**PAGE EXCERPT:**
○ ○ ○ ○ ○ ○ ○

Finally, plant-based diets are typically lower in calories than omnivore diets and can lead to some cyclists suffering from low energy. In turn, this also can lead some athletes to use going plant-based to hide an eating disorder.

‘One of the problems with the vegan diets tends to be quite low in calories so it's really important that vegans are getting enough energy in their diet,’ says Hobson.

‘This low-calorie effect means that veganism can be a way for athletes to disguise an eating disorder.

‘Amongst athletes eating disorders are quite rife so it’s important for coaches to be aware of especially if an athlete all of a suddenly wants to go vegan.’

Supplements

As mentioned earlier, there are a few essential nutrients that plant-based cyclists need to be aware of and make an effort to ensure adequate intake.

  • Vitamin B12
  • Omega-3
  • Iodine
  • Calcium
  • Iron

‘Vitamin B12 cannot be obtained from plant foods and must be taken as a supplement,’ explains Dr Dehghan,

‘To obtain the daily omega-3 fat requirements plant-based cyclists can choose to either take an algae-based supplement or consume a daily source of ALA omega-3 fatty acids such as flaxseeds, chia seeds or walnuts.

○ ○ ○ ○ ○ ○ ○

**ENTRIES PROVIDED:**
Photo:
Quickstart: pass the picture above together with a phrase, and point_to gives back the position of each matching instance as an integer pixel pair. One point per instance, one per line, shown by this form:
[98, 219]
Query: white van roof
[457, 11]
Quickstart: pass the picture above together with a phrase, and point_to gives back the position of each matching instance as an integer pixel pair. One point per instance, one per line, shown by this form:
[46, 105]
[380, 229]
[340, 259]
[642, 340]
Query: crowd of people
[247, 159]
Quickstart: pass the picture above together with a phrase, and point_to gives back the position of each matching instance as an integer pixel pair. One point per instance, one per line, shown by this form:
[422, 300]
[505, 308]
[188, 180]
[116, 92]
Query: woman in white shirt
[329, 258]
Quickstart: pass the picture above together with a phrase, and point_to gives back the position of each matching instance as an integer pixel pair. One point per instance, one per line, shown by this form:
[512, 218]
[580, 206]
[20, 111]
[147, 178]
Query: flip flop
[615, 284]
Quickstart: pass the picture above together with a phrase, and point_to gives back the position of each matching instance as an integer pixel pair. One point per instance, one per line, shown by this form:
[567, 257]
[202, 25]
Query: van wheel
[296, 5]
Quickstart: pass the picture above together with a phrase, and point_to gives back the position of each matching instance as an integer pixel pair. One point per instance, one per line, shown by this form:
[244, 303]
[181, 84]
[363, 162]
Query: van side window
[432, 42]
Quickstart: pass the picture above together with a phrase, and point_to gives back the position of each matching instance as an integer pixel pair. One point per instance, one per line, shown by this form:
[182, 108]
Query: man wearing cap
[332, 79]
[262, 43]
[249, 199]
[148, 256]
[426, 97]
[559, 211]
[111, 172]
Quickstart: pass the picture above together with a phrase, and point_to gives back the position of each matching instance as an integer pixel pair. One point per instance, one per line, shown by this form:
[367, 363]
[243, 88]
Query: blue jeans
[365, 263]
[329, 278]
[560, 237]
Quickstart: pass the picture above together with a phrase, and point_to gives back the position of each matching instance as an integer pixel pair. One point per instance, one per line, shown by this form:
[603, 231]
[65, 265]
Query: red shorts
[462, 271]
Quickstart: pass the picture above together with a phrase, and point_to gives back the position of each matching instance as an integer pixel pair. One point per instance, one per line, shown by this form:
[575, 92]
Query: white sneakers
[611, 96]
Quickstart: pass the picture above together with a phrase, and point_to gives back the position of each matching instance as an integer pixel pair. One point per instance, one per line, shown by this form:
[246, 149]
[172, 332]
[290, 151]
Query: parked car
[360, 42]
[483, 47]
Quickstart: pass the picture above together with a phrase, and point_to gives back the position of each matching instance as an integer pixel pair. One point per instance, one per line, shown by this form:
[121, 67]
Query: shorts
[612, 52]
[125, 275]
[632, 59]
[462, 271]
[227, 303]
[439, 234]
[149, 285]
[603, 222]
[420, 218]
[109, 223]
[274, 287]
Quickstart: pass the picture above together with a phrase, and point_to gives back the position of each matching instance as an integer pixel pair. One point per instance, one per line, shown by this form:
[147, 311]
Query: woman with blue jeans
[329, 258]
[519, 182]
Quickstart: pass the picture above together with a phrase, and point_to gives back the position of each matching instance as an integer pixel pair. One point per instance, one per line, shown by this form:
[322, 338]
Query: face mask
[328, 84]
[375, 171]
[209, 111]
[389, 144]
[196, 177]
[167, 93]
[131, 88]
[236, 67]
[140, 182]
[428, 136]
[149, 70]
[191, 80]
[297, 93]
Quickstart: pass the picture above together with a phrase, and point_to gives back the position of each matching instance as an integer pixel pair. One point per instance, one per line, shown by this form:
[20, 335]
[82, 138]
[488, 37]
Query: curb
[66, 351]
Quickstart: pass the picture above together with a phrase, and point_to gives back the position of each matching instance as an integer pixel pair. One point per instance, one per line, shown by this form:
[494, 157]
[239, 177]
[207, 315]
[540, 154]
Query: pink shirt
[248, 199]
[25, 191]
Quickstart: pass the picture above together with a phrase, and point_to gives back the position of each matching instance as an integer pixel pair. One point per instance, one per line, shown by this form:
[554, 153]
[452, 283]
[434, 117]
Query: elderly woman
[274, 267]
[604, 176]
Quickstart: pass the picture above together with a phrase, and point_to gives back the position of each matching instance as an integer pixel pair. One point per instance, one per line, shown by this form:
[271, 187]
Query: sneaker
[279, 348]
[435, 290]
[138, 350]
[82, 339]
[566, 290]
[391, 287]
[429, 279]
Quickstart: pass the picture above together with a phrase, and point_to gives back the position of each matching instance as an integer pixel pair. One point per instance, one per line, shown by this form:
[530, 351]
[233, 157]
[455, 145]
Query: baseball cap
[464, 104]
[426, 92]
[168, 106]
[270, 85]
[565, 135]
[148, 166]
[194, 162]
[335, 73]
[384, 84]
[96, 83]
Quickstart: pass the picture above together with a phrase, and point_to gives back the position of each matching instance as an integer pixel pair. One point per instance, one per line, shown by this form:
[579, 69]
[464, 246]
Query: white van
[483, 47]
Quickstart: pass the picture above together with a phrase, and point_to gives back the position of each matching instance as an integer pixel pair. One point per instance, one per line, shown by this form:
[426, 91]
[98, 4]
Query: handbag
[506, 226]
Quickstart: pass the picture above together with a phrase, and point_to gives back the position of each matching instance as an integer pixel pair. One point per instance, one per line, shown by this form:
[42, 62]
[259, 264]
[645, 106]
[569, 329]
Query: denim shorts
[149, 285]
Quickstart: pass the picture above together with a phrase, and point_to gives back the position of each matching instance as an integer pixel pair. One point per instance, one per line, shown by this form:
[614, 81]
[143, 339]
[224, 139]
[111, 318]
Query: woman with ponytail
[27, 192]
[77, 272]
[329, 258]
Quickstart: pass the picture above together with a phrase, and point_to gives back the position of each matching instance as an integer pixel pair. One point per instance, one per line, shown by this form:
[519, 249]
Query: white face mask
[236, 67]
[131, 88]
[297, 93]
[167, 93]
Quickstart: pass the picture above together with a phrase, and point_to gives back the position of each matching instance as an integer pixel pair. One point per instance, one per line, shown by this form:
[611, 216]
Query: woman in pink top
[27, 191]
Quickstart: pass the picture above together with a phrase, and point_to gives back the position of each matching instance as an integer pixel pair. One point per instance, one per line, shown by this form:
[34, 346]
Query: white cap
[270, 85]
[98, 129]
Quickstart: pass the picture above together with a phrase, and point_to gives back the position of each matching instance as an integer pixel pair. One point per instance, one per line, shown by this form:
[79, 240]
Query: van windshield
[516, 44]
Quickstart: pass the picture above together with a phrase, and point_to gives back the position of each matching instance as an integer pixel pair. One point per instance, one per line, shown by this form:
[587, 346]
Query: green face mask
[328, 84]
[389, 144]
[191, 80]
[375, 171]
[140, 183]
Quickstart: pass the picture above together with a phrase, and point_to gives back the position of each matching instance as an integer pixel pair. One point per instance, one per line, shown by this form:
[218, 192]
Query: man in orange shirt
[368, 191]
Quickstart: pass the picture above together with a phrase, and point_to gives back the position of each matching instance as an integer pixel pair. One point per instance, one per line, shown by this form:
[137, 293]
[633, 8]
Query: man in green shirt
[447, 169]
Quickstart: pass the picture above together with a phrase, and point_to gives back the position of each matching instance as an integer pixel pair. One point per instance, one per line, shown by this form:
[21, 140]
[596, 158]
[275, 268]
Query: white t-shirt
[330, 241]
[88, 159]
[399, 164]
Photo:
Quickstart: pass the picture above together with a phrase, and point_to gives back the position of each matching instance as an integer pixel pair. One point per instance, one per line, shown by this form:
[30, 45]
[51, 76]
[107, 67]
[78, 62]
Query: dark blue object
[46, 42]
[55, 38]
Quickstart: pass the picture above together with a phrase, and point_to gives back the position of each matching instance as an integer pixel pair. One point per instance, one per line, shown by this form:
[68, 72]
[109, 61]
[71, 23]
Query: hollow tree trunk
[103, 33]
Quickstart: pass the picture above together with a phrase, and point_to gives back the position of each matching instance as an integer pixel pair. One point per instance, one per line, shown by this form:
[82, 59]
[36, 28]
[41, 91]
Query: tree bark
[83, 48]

○ ○ ○ ○ ○ ○ ○

**EXERCISE TASKS:**
**a.** According to the plant-based cycling excerpt, why must vitamin B12 be taken as a supplement?
**b.** Switch "walnuts" to "almonds" in the plant-based cycling excerpt, and write out the passage starting with "Supplements" and going on through "seeds or walnuts.".
Rely on the text alone.

**YOUR RESPONSES:**
**a.** It cannot be obtained from plant foods.

**b.**
Supplements

As mentioned earlier, there are a few essential nutrients that plant-based cyclists need to be aware of and make an effort to ensure adequate intake.

  • Vitamin B12
  • Omega-3
  • Iodine
  • Calcium
  • Iron

‘Vitamin B12 cannot be obtained from plant foods and must be taken as a supplement,’ explains Dr Dehghan,

‘To obtain the daily omega-3 fat requirements plant-based cyclists can choose to either take an algae-based supplement or consume a daily source of ALA omega-3 fatty acids such as flaxseeds, chia seeds or almonds.